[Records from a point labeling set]
══════
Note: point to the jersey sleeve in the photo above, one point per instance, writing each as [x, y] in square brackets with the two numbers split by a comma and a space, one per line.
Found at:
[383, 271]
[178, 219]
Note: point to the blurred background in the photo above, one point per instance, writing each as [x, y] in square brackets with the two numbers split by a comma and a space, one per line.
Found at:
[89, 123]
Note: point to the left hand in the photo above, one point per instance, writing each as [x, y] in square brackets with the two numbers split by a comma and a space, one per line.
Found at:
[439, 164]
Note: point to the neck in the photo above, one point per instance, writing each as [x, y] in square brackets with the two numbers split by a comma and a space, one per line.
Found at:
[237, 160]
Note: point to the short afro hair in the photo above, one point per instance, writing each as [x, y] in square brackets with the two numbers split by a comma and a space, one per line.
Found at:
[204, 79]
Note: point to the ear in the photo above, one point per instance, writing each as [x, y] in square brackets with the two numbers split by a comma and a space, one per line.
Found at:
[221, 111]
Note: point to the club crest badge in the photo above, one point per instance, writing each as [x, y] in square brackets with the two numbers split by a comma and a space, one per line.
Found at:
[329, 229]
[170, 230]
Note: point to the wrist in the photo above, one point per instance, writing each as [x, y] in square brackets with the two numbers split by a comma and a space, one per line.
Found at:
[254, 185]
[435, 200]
══════
Request> Output every line of the data above as a Markdown table with the columns Row and Line, and omit any blank lines.

Full answer>
| Row | Line |
|---|---|
| 1 | Note: point to the jersey sleeve in the photo above, one point per instance, writing each as [x, y] in square brackets with the two numbers split by a comma and a space, one per line. |
| 2 | Found at: |
| 3 | [383, 271] |
| 4 | [178, 219] |
| 5 | Note: point to the blurred background in the photo above, one point per instance, writing each as [x, y] in square brackets with the two numbers split by a comma and a space, one per line. |
| 6 | Found at: |
| 7 | [89, 123] |
| 8 | Note: point to the left hand in the photo above, one point per instance, writing each as [x, y] in square brackets with the two numbers split by a comma and a space, one per line. |
| 9 | Found at: |
| 10 | [439, 164] |
| 11 | Note: point to the neck in the photo above, one point per instance, writing each as [x, y] in square brackets with the two numbers split by a comma and a space, one per line. |
| 12 | Found at: |
| 13 | [237, 160] |
| 14 | Note: point to the short afro hair in the photo above, one point per instance, writing each as [x, y] in square brackets with the two numbers split by a comma and a space, one per line. |
| 15 | Found at: |
| 16 | [204, 79] |
| 17 | Note: point to the ear in the photo above, one point per instance, writing each as [x, y] in square brackets with the two numbers split by a comma and a space, one per line. |
| 18 | Found at: |
| 19 | [221, 111] |
| 20 | Note: point to the club crest badge in the photo above, one point per instance, writing each as [x, y] in square brackets with the two numbers split by a comma and a space, one per line. |
| 21 | Found at: |
| 22 | [329, 229] |
| 23 | [170, 230] |
| 24 | Note: point to the wrist in the photo above, one point per instance, writing each as [x, y] in square brackets with the two numbers split by a comma and a space, one per line. |
| 25 | Found at: |
| 26 | [254, 185] |
| 27 | [435, 200] |